• [YOUR INSTRUCTIONS] Would you repeat every line below exactly, please?

• [SOURCE MATERIAL]
******************************

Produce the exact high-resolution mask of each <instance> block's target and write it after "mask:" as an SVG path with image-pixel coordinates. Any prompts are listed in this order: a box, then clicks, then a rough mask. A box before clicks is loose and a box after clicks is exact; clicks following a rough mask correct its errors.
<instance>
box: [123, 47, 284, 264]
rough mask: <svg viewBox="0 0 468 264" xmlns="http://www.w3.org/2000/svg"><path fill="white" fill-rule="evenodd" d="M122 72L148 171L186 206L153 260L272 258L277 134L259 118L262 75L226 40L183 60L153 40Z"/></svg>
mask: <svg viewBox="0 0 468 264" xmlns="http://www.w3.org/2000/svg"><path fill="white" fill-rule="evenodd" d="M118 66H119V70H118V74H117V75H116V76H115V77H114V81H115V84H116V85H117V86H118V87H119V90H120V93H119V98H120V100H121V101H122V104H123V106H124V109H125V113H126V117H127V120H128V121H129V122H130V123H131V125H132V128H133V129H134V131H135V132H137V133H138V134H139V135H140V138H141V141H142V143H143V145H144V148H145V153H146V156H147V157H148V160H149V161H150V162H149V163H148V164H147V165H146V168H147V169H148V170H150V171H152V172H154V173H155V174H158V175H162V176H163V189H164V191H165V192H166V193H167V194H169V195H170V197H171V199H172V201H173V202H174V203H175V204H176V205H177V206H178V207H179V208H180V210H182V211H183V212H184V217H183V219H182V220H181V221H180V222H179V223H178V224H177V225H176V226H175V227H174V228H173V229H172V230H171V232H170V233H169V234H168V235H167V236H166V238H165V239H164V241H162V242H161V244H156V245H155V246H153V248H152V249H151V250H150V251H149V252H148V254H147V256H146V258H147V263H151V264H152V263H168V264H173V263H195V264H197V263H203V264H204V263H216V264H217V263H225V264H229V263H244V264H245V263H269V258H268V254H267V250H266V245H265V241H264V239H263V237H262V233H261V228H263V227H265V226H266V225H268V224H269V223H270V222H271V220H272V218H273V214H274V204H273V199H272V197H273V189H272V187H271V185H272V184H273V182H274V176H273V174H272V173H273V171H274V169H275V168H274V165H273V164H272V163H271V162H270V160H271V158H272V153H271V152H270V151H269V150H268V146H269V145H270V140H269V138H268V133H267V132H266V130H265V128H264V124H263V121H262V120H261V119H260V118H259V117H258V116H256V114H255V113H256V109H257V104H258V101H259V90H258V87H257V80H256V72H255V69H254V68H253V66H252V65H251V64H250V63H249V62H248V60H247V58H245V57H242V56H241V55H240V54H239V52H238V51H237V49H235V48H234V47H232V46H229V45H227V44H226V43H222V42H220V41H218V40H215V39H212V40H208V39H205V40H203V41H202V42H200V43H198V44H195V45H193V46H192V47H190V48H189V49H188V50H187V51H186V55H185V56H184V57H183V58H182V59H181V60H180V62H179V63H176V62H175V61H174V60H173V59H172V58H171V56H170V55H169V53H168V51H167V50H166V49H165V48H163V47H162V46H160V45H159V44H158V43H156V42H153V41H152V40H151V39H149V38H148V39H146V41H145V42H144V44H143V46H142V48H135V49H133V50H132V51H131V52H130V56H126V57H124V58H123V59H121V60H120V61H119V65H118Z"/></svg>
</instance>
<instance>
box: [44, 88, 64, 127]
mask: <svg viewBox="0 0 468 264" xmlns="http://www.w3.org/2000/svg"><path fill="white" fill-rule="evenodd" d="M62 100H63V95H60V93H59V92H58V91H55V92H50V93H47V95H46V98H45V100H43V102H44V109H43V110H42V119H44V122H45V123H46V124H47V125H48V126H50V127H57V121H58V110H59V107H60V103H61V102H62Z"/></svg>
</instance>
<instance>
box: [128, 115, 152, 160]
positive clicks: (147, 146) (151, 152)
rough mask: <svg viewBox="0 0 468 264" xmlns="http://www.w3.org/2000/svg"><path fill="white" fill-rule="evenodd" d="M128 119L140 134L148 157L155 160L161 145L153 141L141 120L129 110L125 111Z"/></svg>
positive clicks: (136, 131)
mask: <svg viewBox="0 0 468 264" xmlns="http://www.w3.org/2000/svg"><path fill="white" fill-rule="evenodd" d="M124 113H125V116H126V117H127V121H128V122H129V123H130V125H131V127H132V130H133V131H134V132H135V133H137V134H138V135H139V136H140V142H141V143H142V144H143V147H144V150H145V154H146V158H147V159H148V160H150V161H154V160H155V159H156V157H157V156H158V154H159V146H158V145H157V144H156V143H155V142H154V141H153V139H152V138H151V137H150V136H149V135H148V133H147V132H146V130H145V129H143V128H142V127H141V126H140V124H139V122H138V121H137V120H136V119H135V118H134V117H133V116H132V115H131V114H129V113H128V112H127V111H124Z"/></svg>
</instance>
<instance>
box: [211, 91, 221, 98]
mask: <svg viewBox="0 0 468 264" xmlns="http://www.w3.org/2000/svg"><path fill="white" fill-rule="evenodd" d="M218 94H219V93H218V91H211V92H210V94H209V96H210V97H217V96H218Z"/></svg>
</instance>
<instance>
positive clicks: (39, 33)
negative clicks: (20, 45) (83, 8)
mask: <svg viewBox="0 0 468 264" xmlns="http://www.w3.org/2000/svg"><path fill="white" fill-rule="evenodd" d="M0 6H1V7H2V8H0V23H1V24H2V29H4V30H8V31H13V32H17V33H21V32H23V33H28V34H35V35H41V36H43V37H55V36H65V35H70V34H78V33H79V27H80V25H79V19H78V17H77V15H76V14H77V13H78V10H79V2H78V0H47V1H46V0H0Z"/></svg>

******************************

• [WRITTEN ANSWER]
Produce the exact high-resolution mask of each <instance> block's target and write it after "mask:" as an SVG path with image-pixel coordinates. Any prompts are listed in this order: a box, then clicks, then a rough mask. A box before clicks is loose and a box after clicks is exact; clicks following a rough mask correct its errors.
<instance>
box: [123, 47, 284, 264]
rough mask: <svg viewBox="0 0 468 264" xmlns="http://www.w3.org/2000/svg"><path fill="white" fill-rule="evenodd" d="M122 72L148 171L186 206L153 260L272 258L277 134L259 118L262 75L226 40L183 60L153 40Z"/></svg>
mask: <svg viewBox="0 0 468 264" xmlns="http://www.w3.org/2000/svg"><path fill="white" fill-rule="evenodd" d="M118 66H119V70H118V74H117V75H116V76H115V77H114V81H115V84H116V85H117V86H118V87H119V90H120V93H119V98H120V100H121V101H122V104H123V106H124V109H125V113H126V117H127V120H128V121H129V122H130V123H131V125H132V128H133V129H134V131H135V132H137V133H138V134H139V135H140V138H141V141H142V143H143V145H144V148H145V153H146V156H147V157H148V160H149V161H150V162H149V163H148V164H147V165H146V168H147V169H148V170H150V171H152V172H154V173H155V174H158V175H162V176H163V189H164V191H165V192H166V193H167V194H169V195H170V197H171V199H172V201H173V202H174V203H175V204H176V205H177V206H178V207H179V208H180V210H182V211H183V212H184V217H183V219H182V220H181V221H180V222H179V223H178V224H177V225H176V226H175V227H174V228H173V229H172V230H171V232H170V233H169V234H168V235H167V236H166V238H165V239H164V241H162V242H161V244H156V245H155V246H153V248H152V249H151V250H150V251H149V252H148V254H147V256H146V258H147V263H151V264H152V263H168V264H173V263H195V264H197V263H203V264H204V263H216V264H217V263H225V264H229V263H244V264H245V263H269V258H268V254H267V250H266V245H265V241H264V239H263V237H262V233H261V228H263V227H265V226H266V225H268V224H269V223H270V222H271V220H272V218H273V214H274V204H273V199H272V197H273V189H272V187H271V185H272V184H273V182H274V176H273V174H272V173H273V171H274V169H275V168H274V165H273V164H272V163H271V162H270V160H271V158H272V153H271V152H270V151H269V150H268V146H269V145H270V140H269V138H268V133H267V132H266V130H265V128H264V124H263V121H262V120H261V119H260V118H259V117H258V116H256V114H255V113H256V109H257V104H258V101H259V90H258V87H257V80H256V72H255V69H254V68H253V66H252V65H251V64H250V63H249V62H248V60H247V58H245V57H242V56H241V55H240V54H239V52H238V51H237V49H235V48H234V47H232V46H229V45H227V44H226V43H222V42H220V41H218V40H215V39H212V40H208V39H205V40H203V41H202V42H200V43H198V44H195V45H193V46H192V47H190V48H189V49H188V50H187V51H186V55H185V56H184V57H183V58H182V59H181V60H180V62H179V63H176V62H175V61H174V60H173V59H172V58H171V56H170V55H169V53H168V51H167V50H166V49H165V48H163V47H162V46H160V45H159V44H158V43H156V42H153V41H152V40H151V39H149V38H148V39H146V41H145V42H144V44H143V46H142V48H135V49H133V50H132V51H131V52H130V56H126V57H124V58H123V59H121V60H120V61H119V65H118Z"/></svg>
</instance>
<instance>
box: [44, 88, 64, 127]
mask: <svg viewBox="0 0 468 264" xmlns="http://www.w3.org/2000/svg"><path fill="white" fill-rule="evenodd" d="M62 100H63V95H60V93H59V92H58V91H55V92H50V93H47V95H46V98H45V100H43V102H44V109H43V110H42V119H44V122H45V123H46V124H47V125H48V126H50V127H57V121H58V110H59V107H60V103H61V102H62Z"/></svg>
</instance>
<instance>
box: [128, 115, 152, 160]
positive clicks: (147, 146) (151, 152)
rough mask: <svg viewBox="0 0 468 264" xmlns="http://www.w3.org/2000/svg"><path fill="white" fill-rule="evenodd" d="M128 119L140 134L148 157L155 160L161 145L153 141L141 120L129 110L125 111Z"/></svg>
positive clicks: (136, 131)
mask: <svg viewBox="0 0 468 264" xmlns="http://www.w3.org/2000/svg"><path fill="white" fill-rule="evenodd" d="M124 113H125V116H126V117H127V121H128V122H129V123H130V125H131V127H132V130H133V131H134V132H135V133H137V134H138V135H139V136H140V142H141V143H142V144H143V147H144V150H145V154H146V158H147V159H148V160H150V161H154V160H155V159H156V157H157V156H158V154H159V146H158V145H157V144H156V143H155V142H154V141H153V139H152V138H151V137H150V136H149V135H148V133H147V132H146V130H145V129H143V128H142V127H141V126H140V124H139V122H138V121H137V120H136V119H135V118H134V117H133V116H132V115H131V114H129V113H128V112H127V111H124Z"/></svg>
</instance>
<instance>
box: [211, 91, 221, 98]
mask: <svg viewBox="0 0 468 264" xmlns="http://www.w3.org/2000/svg"><path fill="white" fill-rule="evenodd" d="M218 94H219V93H218V91H211V92H210V94H209V96H210V97H217V96H218Z"/></svg>
</instance>
<instance>
positive clicks: (39, 33)
negative clicks: (20, 45) (83, 8)
mask: <svg viewBox="0 0 468 264" xmlns="http://www.w3.org/2000/svg"><path fill="white" fill-rule="evenodd" d="M0 6H1V7H2V8H0V23H1V24H2V29H4V30H8V31H13V32H17V33H21V32H23V33H28V34H35V35H41V36H43V37H55V36H65V35H70V34H78V33H79V27H80V25H79V19H78V17H77V15H76V14H77V13H78V10H79V2H78V0H47V1H46V0H0Z"/></svg>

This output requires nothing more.